» **What is being asked**: Arrange everything from the line containing "Please trace the outline of every instance of the asphalt" down to the line containing "342 192 L 309" as a two-column CSV with the headers instruction and mask. Give one row per item: its text goes under instruction and its answer under mask, each in a single quoted field with line breaks replaced by spaces.

Begin Extracted entries

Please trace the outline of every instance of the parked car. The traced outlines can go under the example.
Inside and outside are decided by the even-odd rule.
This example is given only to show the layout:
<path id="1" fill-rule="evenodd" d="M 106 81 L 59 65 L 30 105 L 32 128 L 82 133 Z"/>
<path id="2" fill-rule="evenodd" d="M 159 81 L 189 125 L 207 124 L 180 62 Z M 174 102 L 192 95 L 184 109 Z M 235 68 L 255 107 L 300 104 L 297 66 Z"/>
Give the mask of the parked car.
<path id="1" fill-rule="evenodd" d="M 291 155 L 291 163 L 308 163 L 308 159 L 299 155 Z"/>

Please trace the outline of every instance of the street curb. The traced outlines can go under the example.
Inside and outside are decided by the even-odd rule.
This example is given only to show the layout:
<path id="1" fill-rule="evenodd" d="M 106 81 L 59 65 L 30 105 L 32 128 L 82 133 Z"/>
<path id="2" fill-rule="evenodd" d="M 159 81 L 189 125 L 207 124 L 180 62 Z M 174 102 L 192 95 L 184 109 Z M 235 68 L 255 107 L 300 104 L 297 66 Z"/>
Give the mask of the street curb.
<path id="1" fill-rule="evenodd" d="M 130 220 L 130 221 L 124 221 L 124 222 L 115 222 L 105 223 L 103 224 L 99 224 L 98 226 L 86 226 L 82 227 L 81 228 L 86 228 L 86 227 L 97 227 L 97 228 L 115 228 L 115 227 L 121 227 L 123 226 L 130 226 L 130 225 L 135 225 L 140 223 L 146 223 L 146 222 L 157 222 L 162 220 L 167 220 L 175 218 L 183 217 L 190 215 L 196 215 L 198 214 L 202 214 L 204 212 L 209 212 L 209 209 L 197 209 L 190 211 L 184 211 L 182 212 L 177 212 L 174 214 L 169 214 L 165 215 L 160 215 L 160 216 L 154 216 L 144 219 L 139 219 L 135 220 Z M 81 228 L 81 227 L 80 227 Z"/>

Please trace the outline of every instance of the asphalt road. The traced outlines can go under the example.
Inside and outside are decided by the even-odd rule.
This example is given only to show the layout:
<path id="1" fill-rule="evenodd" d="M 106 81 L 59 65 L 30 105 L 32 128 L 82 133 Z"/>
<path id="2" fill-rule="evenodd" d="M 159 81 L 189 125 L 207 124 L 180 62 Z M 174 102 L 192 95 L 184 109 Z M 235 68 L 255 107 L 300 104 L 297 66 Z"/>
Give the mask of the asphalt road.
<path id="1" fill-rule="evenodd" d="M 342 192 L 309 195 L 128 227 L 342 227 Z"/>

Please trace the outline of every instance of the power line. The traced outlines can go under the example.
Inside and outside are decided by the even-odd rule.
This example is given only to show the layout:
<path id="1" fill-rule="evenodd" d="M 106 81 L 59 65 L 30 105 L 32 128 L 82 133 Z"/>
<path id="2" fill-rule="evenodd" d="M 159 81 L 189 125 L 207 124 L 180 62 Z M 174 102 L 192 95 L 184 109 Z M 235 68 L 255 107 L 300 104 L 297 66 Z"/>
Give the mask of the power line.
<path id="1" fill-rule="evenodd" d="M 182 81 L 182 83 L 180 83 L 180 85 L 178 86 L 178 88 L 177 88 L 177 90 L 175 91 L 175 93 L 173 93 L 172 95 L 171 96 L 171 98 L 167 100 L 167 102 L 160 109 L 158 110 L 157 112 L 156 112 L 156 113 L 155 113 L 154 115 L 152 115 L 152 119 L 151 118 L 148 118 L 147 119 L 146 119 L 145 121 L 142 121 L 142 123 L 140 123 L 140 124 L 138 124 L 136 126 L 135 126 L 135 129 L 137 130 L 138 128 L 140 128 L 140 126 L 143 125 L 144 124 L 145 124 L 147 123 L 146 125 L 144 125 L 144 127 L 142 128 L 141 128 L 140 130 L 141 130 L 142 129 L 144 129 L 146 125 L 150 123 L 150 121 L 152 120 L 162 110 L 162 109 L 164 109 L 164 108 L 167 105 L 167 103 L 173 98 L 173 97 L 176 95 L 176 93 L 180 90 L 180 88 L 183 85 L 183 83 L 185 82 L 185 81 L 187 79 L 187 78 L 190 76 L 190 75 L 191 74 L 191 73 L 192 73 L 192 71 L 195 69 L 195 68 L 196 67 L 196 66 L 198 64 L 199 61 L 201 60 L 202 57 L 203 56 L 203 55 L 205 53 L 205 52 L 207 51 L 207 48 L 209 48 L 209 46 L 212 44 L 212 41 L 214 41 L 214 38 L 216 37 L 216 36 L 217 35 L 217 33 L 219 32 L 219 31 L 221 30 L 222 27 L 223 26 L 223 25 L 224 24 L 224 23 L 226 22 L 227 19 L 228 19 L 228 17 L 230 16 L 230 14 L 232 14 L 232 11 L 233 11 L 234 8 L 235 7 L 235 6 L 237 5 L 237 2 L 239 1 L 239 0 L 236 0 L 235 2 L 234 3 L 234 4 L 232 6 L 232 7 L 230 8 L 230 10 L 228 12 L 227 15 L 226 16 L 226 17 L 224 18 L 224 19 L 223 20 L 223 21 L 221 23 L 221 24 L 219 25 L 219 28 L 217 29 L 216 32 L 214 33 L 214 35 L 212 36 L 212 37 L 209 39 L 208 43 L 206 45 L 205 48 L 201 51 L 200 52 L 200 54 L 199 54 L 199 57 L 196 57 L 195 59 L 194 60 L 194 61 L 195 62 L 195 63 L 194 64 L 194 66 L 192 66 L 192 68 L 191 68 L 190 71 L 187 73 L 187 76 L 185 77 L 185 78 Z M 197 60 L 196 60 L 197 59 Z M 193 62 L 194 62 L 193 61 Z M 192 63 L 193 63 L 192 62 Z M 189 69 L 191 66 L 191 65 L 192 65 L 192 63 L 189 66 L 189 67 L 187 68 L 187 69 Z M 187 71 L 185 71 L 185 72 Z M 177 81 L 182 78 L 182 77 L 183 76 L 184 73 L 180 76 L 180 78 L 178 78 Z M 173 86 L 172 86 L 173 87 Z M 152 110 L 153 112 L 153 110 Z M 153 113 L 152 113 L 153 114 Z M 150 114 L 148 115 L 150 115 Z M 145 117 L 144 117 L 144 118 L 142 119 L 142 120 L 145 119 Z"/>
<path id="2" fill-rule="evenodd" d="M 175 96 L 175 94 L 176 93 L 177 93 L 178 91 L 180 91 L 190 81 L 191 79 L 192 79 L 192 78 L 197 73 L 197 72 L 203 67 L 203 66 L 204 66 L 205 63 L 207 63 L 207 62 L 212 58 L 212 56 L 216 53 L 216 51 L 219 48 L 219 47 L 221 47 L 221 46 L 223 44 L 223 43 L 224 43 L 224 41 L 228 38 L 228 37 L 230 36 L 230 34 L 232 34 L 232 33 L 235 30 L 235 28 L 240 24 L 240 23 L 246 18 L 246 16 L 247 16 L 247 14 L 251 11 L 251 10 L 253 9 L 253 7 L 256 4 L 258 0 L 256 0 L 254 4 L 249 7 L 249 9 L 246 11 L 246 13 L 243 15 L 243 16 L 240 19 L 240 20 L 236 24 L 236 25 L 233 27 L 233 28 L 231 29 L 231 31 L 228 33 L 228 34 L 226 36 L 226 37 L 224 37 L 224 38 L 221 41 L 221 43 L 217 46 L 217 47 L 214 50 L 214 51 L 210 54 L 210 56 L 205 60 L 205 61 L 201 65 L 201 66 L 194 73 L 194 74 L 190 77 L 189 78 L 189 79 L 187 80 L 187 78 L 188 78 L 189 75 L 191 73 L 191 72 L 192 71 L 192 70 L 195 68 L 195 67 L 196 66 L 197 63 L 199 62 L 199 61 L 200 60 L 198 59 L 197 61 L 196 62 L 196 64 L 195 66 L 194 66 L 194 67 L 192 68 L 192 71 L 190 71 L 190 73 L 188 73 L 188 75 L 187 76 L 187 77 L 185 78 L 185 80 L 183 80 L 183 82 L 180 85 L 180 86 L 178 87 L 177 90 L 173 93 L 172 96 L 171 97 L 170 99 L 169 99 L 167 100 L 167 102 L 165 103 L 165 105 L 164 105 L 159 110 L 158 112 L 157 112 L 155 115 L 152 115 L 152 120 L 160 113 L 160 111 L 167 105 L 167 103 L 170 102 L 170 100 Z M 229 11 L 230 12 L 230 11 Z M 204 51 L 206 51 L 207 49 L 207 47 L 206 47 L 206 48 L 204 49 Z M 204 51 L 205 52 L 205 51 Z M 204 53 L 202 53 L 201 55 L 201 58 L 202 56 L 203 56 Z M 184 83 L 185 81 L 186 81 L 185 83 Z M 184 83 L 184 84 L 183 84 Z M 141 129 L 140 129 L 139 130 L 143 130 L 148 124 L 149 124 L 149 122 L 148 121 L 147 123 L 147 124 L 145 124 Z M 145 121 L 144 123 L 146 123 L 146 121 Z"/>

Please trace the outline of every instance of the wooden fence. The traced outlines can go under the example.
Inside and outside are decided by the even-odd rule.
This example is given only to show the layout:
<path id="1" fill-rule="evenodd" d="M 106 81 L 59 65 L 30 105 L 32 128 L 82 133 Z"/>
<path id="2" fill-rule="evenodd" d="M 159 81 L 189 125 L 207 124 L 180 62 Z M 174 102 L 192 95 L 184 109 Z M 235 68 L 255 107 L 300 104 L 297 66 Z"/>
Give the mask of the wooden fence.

End Extracted entries
Begin Extracted entries

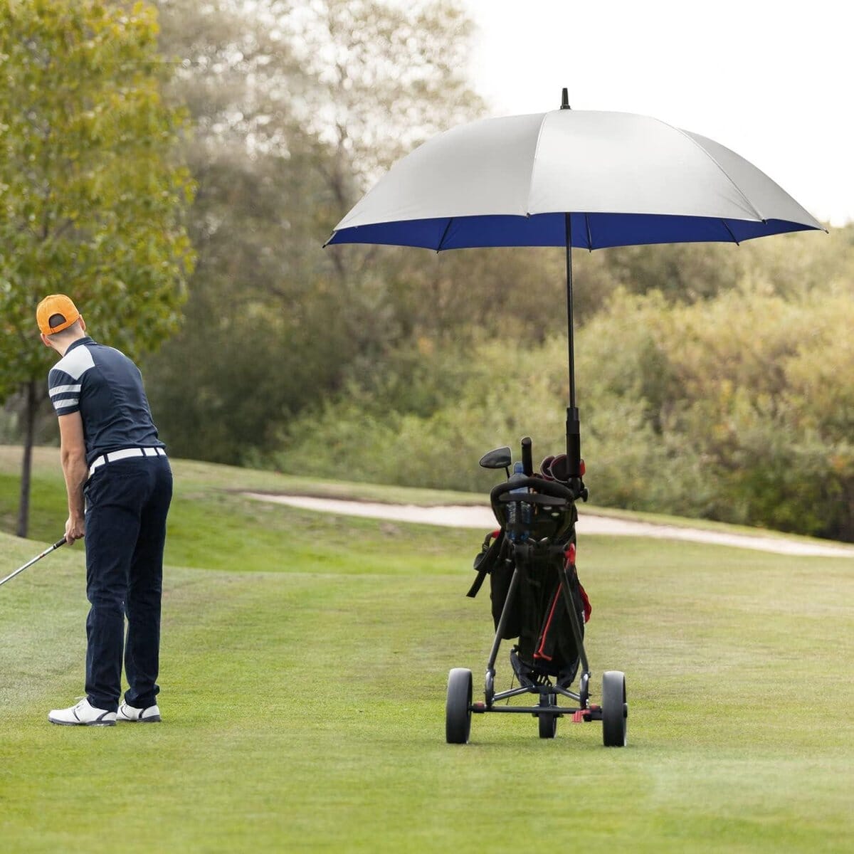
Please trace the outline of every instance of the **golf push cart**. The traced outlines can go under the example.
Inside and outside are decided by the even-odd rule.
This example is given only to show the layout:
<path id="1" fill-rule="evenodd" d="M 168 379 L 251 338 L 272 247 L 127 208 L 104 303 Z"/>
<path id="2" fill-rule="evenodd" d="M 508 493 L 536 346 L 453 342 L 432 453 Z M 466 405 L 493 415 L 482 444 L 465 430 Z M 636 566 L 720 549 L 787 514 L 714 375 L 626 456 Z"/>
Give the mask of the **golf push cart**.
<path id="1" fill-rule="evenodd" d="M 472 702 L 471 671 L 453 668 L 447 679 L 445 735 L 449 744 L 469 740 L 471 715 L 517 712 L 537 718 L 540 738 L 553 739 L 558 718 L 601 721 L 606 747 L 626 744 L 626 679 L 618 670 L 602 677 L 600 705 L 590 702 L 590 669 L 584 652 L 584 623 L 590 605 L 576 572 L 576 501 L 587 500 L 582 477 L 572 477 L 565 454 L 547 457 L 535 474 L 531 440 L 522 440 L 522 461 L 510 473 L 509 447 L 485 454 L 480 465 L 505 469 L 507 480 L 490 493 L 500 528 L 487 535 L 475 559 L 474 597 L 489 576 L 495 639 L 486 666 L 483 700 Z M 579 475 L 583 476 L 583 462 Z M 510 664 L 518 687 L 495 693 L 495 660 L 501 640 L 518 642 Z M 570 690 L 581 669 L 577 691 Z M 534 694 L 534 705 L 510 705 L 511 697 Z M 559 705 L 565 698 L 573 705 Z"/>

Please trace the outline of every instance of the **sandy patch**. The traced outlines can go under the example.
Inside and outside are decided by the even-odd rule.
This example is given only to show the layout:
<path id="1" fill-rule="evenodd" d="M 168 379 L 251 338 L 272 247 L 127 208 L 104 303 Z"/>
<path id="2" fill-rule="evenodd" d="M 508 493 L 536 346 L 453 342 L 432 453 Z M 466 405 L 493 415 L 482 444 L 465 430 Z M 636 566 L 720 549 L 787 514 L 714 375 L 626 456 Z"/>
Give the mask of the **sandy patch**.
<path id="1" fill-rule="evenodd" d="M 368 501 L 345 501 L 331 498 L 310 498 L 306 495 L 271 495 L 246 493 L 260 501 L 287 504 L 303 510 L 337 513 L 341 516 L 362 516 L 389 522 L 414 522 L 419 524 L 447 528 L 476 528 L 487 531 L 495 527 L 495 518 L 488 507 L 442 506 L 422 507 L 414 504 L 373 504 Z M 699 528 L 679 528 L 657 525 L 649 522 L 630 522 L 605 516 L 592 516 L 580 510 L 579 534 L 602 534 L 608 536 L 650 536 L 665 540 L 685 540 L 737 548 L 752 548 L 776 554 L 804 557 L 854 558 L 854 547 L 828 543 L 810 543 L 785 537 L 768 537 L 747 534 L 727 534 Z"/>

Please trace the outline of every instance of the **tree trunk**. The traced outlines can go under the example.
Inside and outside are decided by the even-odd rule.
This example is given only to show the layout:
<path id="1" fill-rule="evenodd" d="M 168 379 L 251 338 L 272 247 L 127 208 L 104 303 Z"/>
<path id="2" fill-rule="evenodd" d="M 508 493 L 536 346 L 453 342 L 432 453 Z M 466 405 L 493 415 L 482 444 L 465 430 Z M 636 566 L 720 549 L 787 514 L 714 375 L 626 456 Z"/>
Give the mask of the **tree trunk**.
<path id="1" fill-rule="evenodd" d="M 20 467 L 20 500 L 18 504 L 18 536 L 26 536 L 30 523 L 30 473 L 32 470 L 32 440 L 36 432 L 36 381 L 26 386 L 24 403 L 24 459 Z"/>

End Extracted entries
Begin Extracted entries

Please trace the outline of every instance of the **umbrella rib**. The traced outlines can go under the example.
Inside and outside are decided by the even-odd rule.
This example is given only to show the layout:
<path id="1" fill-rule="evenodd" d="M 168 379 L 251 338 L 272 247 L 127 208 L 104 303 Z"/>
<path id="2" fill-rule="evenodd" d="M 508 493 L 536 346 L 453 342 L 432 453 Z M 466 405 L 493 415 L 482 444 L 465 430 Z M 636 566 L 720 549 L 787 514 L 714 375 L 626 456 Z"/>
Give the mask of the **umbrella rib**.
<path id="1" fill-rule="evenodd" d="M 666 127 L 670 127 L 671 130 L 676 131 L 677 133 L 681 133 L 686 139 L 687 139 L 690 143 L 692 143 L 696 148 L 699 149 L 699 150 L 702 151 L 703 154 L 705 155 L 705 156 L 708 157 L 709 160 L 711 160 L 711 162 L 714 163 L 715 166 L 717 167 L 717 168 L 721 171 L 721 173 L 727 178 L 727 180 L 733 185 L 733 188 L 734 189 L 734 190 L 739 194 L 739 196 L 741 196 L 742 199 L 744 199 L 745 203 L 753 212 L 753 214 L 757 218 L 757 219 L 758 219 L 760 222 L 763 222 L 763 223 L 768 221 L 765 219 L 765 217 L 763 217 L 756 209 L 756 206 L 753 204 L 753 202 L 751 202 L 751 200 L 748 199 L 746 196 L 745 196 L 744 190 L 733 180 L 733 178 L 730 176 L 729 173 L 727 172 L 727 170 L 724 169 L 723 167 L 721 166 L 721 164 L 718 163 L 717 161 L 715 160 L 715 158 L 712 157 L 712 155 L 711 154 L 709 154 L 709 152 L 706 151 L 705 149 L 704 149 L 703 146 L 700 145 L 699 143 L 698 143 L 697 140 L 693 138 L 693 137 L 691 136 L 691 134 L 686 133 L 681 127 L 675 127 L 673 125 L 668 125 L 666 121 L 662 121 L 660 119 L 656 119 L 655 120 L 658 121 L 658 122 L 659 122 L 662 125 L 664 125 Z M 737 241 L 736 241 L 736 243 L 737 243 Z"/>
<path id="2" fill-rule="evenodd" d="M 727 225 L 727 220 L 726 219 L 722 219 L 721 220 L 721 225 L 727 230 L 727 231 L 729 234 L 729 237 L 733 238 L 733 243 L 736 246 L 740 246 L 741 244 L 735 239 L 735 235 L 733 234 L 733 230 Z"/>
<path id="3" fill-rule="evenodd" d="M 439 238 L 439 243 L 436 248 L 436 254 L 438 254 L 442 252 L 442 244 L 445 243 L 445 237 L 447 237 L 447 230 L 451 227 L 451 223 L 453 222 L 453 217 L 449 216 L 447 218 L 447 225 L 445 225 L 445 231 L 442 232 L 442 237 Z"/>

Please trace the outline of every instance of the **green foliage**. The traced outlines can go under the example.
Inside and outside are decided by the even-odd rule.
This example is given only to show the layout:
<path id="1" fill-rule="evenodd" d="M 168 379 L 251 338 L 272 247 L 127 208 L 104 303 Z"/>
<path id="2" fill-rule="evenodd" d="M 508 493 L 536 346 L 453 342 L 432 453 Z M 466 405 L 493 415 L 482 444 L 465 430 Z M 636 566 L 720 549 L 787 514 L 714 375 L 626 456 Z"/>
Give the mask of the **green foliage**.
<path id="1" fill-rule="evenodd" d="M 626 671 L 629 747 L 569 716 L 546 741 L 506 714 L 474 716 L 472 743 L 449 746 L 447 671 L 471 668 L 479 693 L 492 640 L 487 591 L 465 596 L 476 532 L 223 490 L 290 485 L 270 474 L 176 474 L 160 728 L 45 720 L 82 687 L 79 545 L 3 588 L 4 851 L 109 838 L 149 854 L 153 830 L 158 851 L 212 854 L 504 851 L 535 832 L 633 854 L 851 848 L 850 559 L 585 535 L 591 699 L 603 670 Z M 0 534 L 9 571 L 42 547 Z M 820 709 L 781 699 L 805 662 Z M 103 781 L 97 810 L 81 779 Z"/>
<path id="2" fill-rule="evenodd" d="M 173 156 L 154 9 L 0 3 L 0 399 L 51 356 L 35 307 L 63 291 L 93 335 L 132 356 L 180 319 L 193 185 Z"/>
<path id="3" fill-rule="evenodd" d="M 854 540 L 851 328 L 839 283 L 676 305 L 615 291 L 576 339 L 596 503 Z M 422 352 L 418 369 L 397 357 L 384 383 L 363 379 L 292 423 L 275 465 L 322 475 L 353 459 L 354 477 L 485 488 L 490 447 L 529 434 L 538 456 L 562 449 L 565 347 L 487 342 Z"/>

End Extracted entries

» **Output of the exercise**:
instruction,mask
"Please trace the outline of every instance of the asphalt road. The traced outlines can go under the example. Inside and outside are decided by the even-odd rule. This example is given only to show the layout: <path id=""1"" fill-rule=""evenodd"" d=""M 106 81 L 59 65 L 30 105 L 32 128 L 82 133 Z""/> <path id=""2"" fill-rule=""evenodd"" d=""M 159 81 L 189 125 L 207 124 L 180 62 Z M 174 102 L 192 95 L 184 109 Z M 235 68 L 255 107 L 300 104 L 297 66 Z""/> Give the mask of the asphalt road.","<path id=""1"" fill-rule=""evenodd"" d=""M 342 192 L 309 195 L 128 227 L 342 227 Z""/>"